European Communities – Employment – Transfer of undertakings – Safeguarding of workers’ rights – Interpretation of directive – Definition of transfer – Council Directive (EEC) 77/187.
The management authority of a hospital concluded an agreement with S, under which s took over the management of catering services within the hospital. Disagreements subsequently arose between the management authority and S, leading s to refuse to provide the contracted services for two months. During that time, the respondent firm provided the catering services in the hospital. The management company terminated its contract with S, and informed it that the contract would be awarded to the applicant. s contended that that constituted a transfer of the undertaking, although as the respondent had refused to take over S’s materials, stock and employees, s reduced stocks so that there was nothing left and terminated the employment contracts of its employees.

[Natural-language object grounding data]
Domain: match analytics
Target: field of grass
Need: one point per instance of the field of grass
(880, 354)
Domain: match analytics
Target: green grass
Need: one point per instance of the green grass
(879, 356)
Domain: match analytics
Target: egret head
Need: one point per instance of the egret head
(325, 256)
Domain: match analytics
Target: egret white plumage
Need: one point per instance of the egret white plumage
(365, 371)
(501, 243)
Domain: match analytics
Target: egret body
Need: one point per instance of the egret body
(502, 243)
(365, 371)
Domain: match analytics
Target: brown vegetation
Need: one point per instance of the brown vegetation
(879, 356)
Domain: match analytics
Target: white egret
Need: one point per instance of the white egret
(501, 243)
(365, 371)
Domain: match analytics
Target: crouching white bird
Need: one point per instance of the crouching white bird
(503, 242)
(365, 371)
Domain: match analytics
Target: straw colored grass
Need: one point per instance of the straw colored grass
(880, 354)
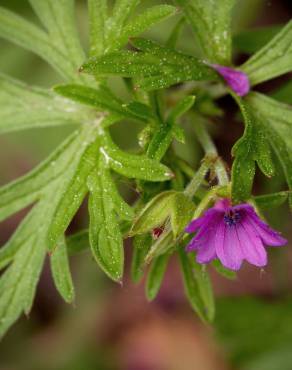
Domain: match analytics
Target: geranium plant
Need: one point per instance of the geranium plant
(165, 86)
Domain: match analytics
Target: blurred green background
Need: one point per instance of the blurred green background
(112, 327)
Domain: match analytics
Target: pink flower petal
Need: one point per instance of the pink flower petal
(201, 221)
(228, 248)
(265, 232)
(237, 80)
(252, 247)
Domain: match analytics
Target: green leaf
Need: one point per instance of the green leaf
(142, 22)
(58, 17)
(18, 30)
(133, 166)
(155, 66)
(175, 33)
(104, 234)
(18, 283)
(123, 210)
(162, 245)
(104, 100)
(101, 98)
(276, 121)
(29, 188)
(97, 10)
(141, 245)
(26, 250)
(252, 147)
(154, 213)
(77, 242)
(181, 108)
(211, 23)
(205, 288)
(284, 93)
(25, 107)
(182, 210)
(155, 276)
(273, 200)
(73, 192)
(61, 272)
(122, 11)
(251, 41)
(191, 286)
(273, 60)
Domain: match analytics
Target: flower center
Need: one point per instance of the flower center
(231, 217)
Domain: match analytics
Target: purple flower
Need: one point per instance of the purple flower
(232, 234)
(238, 81)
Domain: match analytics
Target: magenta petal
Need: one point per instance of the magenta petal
(265, 232)
(228, 248)
(195, 224)
(237, 80)
(207, 252)
(222, 204)
(192, 246)
(251, 244)
(203, 221)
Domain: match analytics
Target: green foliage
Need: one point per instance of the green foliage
(276, 119)
(253, 147)
(155, 66)
(171, 193)
(197, 286)
(211, 23)
(273, 60)
(61, 271)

▶ [TASKS TO PERFORM]:
1. Update the transfer-of-undertakings summary from "The management authority of" to "of its employees.", replacing "catering services" with "cleaning services".
2. List the dash-separated headings that open the transfer-of-undertakings summary.
3. In the transfer-of-undertakings summary, for how long did S refuse to provide the contracted services?

▶ [ANSWERS BY ITEM NUMBER]:
1.
The management authority of a hospital concluded an agreement with S, under which s took over the management of cleaning services within the hospital. Disagreements subsequently arose between the management authority and S, leading s to refuse to provide the contracted services for two months. During that time, the respondent firm provided the cleaning services in the hospital. The management company terminated its contract with S, and informed it that the contract would be awarded to the applicant. s contended that that constituted a transfer of the undertaking, although as the respondent had refused to take over S’s materials, stock and employees, s reduced stocks so that there was nothing left and terminated the employment contracts of its employees.

2.
- European Communities
- Employment
- Transfer of undertakings
- Safeguarding of workers' rights
- Interpretation of directive
- Definition of transfer
- Council Directive (EEC) 77/187

3. Two months.